Tasks and exercises
1. Rewrite the passage on teaching kindness between "We’ve learned all" and "to be kind.", inclusive, substituting "compassion" for "kindness" each time it appears.
2. In the passage on teaching kindness, how is kindness defined?

Given passage
»»
We’ve learned all the character qualities — we’re working on that for these little guys now. But the bigger ones, when they were little, we [talked about the] the definition of kindness: Seeing needs in the lives of others as opportunities to demonstrate love for Christ. “So when you got your sissy that cup of water, you were showing her love and kindness by doing that. You didn’t have to that; it wasn’t your job. But you saw that she was thirsty and you did that just because of your love for your sissy and because you love Jesus and Jesus tells you to be kind to others.” I always point them back to the reason why they want to do what’s right. And when you praise that character of kindness, they want to be more kind. Every time they get an opportunity, they’re going to look for a way to be kind.
««
Data supplied
»»
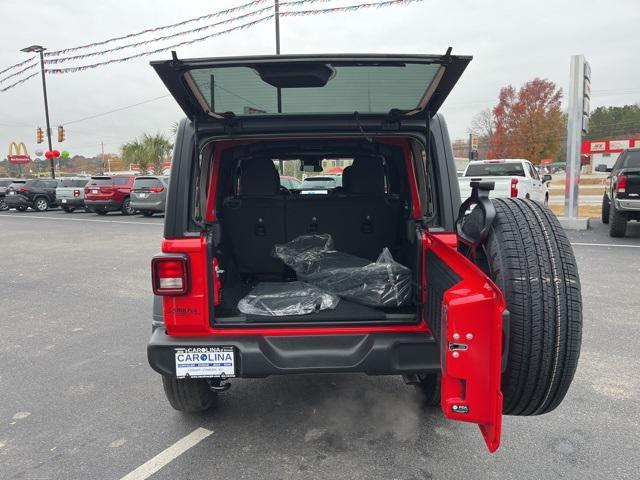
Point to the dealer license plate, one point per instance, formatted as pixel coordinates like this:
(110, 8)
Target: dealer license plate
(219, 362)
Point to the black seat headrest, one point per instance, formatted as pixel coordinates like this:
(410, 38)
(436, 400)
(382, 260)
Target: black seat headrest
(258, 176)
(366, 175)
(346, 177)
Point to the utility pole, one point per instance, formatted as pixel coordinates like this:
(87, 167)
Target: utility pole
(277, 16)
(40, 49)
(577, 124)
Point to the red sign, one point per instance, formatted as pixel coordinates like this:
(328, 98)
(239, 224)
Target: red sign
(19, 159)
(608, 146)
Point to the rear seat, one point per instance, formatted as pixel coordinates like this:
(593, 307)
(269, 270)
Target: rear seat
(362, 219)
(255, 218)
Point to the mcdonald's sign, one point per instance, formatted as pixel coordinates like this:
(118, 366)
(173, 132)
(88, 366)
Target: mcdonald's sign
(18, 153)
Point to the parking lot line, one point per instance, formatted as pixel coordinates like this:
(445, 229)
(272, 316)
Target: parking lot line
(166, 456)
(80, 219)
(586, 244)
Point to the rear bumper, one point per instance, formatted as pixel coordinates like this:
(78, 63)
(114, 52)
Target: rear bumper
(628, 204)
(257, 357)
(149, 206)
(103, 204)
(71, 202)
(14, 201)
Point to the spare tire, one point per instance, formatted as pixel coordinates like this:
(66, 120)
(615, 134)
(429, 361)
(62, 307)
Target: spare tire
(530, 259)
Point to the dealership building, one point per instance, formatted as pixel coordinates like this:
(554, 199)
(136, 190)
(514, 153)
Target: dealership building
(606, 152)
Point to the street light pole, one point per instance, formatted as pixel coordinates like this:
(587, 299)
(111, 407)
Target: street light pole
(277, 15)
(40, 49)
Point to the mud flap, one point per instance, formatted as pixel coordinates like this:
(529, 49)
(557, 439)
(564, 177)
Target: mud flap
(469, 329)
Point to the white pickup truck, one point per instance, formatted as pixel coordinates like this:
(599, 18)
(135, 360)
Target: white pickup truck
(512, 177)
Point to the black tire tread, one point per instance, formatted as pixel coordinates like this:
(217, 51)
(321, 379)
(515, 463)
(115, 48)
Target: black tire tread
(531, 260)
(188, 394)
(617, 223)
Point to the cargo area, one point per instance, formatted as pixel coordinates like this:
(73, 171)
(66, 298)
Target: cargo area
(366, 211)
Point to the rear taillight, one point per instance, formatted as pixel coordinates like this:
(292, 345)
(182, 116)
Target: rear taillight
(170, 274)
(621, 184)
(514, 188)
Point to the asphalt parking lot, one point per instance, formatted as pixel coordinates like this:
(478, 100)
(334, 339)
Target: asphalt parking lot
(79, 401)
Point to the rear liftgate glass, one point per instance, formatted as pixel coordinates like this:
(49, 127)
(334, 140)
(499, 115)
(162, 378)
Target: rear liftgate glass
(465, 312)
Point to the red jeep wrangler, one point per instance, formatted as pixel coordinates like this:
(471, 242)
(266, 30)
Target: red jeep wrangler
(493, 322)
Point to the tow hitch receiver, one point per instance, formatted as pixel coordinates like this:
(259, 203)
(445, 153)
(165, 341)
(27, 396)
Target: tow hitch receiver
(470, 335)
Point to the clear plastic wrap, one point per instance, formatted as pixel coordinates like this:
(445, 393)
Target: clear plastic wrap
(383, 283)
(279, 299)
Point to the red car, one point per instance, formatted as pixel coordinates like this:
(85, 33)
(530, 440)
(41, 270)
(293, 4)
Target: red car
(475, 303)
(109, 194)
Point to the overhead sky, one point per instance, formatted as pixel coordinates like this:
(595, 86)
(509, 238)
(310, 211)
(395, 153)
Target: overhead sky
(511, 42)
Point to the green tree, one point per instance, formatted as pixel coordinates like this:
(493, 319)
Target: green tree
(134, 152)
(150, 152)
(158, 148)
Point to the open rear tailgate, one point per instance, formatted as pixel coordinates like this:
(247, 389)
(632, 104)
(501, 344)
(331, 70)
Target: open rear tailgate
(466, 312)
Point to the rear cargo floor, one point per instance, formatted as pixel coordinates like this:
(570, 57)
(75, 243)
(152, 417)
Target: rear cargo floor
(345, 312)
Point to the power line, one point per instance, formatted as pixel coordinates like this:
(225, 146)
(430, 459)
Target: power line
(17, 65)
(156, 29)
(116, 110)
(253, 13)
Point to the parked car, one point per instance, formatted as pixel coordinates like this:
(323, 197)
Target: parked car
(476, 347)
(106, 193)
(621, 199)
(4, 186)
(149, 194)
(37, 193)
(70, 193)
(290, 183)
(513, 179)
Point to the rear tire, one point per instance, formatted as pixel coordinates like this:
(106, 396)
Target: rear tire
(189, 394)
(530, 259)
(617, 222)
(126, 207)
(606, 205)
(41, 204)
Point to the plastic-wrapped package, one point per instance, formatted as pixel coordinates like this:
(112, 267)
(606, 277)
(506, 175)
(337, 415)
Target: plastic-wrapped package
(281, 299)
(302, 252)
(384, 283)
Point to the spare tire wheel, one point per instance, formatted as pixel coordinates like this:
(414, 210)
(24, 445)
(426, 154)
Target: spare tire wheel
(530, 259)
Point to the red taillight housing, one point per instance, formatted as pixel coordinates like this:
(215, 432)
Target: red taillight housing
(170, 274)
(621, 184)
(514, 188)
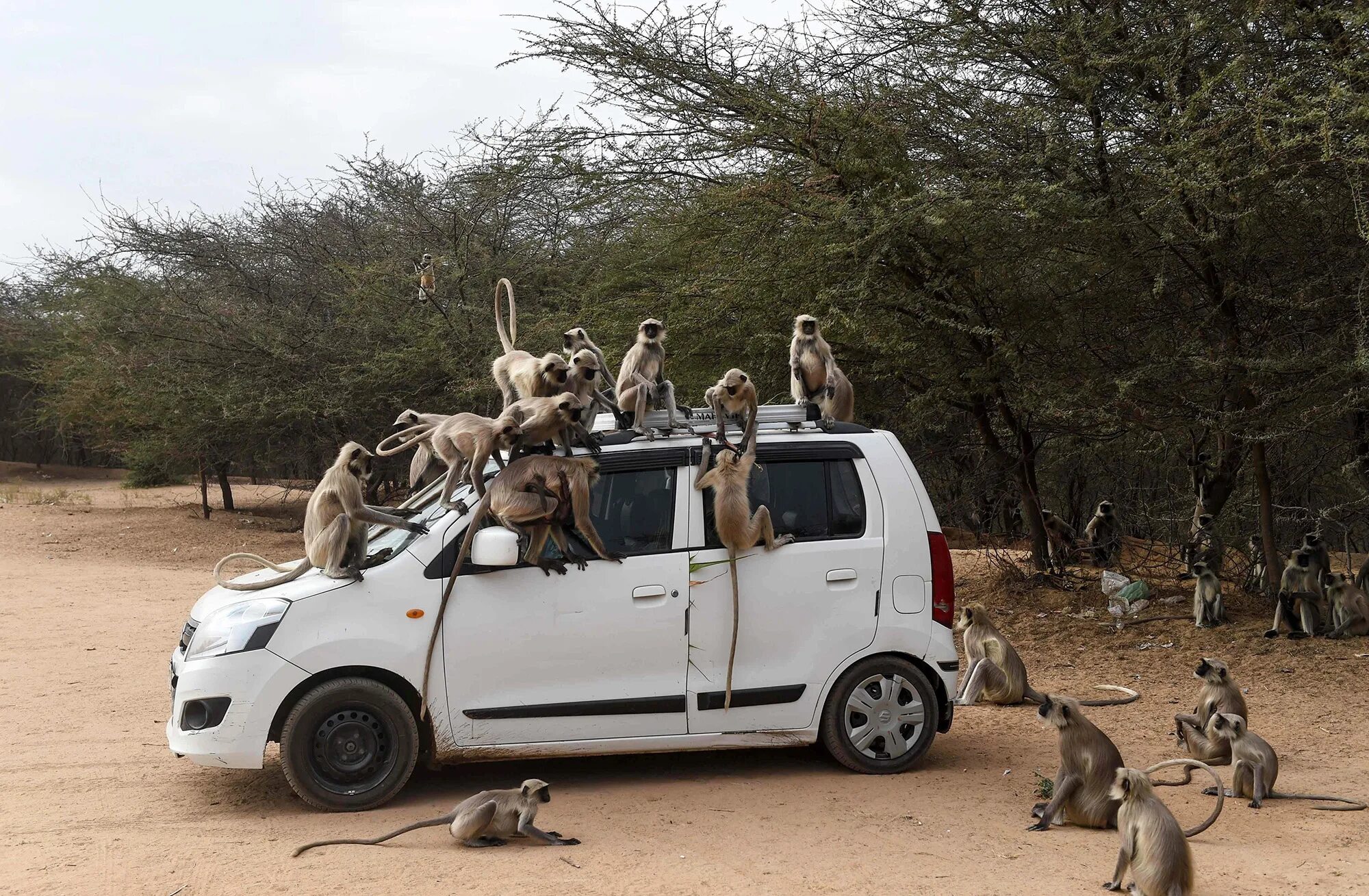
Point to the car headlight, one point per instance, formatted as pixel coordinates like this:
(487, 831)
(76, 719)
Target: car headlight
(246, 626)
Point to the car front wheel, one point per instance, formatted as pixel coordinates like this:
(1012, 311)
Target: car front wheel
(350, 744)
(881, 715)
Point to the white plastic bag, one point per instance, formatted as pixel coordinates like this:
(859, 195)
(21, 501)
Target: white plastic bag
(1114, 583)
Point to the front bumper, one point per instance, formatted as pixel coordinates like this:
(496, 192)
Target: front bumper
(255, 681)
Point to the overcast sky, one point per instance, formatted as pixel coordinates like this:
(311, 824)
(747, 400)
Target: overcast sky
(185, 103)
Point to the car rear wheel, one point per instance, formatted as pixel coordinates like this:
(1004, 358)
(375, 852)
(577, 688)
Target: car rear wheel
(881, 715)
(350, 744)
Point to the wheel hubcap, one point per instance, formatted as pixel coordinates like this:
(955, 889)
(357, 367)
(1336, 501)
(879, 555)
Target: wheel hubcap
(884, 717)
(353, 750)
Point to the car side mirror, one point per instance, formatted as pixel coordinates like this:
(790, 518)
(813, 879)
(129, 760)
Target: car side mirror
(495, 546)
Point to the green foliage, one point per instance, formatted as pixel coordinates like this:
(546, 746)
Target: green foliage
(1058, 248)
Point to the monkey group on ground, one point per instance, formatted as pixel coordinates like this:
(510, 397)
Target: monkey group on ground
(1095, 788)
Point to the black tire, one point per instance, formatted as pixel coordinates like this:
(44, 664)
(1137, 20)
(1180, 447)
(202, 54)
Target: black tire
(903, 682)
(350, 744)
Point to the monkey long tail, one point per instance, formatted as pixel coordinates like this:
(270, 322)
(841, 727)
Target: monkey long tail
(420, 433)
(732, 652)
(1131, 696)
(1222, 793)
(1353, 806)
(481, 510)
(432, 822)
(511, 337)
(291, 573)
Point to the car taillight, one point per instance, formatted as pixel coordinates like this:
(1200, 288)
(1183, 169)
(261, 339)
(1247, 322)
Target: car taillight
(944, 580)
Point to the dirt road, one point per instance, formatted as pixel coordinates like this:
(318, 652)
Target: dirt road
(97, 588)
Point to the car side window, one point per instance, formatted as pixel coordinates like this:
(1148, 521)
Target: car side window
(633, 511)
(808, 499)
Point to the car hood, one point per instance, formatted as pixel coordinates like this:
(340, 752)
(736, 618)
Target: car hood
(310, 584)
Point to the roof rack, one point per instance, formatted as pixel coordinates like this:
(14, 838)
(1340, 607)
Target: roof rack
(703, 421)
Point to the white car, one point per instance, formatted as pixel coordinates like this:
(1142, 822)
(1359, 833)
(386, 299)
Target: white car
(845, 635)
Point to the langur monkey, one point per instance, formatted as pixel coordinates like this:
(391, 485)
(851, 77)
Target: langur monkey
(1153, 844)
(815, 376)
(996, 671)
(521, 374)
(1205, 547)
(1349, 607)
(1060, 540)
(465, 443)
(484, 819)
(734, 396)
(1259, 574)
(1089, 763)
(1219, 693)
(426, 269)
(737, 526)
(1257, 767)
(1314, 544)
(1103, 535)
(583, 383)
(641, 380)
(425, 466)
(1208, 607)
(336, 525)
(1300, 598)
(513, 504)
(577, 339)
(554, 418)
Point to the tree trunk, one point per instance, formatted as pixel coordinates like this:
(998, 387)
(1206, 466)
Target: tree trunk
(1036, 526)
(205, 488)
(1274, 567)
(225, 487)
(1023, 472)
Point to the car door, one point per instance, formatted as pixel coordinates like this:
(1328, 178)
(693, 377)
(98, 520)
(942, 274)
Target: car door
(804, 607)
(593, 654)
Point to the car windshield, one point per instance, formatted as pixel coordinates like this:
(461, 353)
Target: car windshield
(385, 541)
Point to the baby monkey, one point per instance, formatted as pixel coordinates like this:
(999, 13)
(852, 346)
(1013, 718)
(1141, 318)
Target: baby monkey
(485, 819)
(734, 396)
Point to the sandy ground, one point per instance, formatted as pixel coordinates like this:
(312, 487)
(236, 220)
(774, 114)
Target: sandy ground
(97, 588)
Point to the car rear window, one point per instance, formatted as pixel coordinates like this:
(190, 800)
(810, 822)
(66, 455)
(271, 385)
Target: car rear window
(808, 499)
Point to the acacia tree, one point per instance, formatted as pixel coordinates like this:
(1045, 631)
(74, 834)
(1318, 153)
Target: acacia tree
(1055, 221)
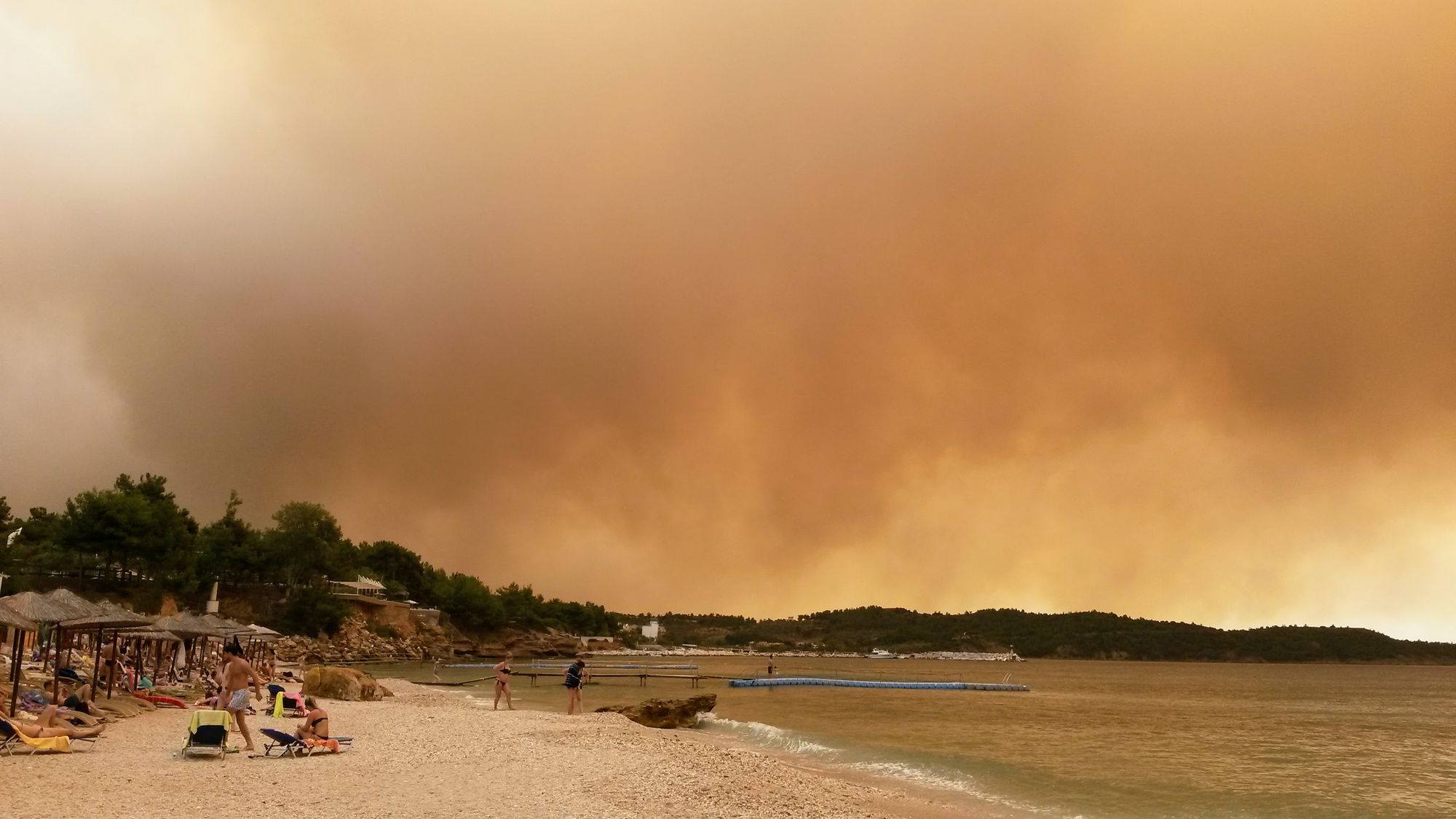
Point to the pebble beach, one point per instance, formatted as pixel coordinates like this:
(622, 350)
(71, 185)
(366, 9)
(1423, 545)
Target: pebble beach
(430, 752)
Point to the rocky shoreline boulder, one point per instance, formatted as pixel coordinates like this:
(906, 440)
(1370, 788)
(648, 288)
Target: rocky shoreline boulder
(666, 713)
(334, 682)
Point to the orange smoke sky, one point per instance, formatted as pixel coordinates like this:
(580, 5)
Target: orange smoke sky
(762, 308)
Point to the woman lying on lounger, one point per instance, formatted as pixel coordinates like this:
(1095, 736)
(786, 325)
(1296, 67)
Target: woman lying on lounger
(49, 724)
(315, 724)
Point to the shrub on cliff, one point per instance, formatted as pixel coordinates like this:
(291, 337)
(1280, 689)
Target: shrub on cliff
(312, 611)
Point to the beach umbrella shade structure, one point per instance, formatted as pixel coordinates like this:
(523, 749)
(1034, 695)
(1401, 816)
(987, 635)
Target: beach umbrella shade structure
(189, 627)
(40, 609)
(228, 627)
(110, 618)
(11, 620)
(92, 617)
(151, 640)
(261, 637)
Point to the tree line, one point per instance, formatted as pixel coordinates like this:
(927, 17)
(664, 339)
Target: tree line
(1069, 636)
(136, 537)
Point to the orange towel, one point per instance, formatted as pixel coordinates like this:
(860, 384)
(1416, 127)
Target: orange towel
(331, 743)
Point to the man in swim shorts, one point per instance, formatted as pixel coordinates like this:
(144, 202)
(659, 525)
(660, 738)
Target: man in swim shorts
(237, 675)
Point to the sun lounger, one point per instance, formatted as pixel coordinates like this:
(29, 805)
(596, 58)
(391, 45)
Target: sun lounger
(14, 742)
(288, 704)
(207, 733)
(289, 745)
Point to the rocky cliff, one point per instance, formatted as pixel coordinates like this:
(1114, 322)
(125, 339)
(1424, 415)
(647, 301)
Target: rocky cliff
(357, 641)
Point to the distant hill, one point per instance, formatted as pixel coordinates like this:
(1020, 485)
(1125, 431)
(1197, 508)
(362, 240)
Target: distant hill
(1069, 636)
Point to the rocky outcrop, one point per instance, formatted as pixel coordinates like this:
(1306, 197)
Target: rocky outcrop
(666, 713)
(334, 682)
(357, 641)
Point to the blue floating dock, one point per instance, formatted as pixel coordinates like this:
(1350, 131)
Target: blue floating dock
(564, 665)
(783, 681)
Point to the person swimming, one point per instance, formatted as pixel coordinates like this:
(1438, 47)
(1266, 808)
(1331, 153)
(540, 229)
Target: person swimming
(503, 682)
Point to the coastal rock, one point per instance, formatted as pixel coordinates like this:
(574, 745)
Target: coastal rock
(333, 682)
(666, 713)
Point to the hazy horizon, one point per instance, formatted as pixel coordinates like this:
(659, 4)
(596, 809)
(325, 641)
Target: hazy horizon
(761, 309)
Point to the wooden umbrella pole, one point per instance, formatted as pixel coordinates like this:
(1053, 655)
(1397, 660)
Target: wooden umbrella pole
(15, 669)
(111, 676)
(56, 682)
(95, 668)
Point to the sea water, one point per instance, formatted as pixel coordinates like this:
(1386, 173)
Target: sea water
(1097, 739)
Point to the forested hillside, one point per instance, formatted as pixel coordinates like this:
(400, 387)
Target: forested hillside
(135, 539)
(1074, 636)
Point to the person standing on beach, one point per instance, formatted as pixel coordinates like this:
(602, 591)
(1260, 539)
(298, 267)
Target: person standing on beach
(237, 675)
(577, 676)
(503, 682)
««
Solutions per task
1.
We’ve learned all the character qualities — we’re working on that for these little guys now. But the bigger ones, when they were little, we [talked about the] the definition of compassion: Seeing needs in the lives of others as opportunities to demonstrate love for Christ. “So when you got your sissy that cup of water, you were showing her love and compassion by doing that. You didn’t have to that; it wasn’t your job. But you saw that she was thirsty and you did that just because of your love for your sissy and because you love Jesus and Jesus tells you to be kind to others.” I always point them back to the reason why they want to do what’s right. And when you praise that character of compassion, they want to be more kind. Every time they get an opportunity, they’re going to look for a way to be kind.

2. Seeing needs in the lives of others as opportunities to demonstrate love for Christ.